> _Set exercise_
Convert the records below into a Markdown table with two columns, Line No. and Content, giving each line its own numbered row and omitting any blank lines.

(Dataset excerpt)
◆ ◆ ◆ ◆ ◆

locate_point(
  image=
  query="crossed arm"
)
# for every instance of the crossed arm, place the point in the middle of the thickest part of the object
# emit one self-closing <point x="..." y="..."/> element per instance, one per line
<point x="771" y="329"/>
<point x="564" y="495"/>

◆ ◆ ◆ ◆ ◆

> _In response_
| Line No. | Content |
|---|---|
| 1 | locate_point( |
| 2 |   image= |
| 3 |   query="crossed arm" |
| 4 | ) |
| 5 | # for every instance of the crossed arm, place the point in the middle of the thickest part of the object |
| 6 | # emit one self-closing <point x="..." y="..."/> element per instance, one per line |
| 7 | <point x="771" y="329"/> |
| 8 | <point x="564" y="495"/> |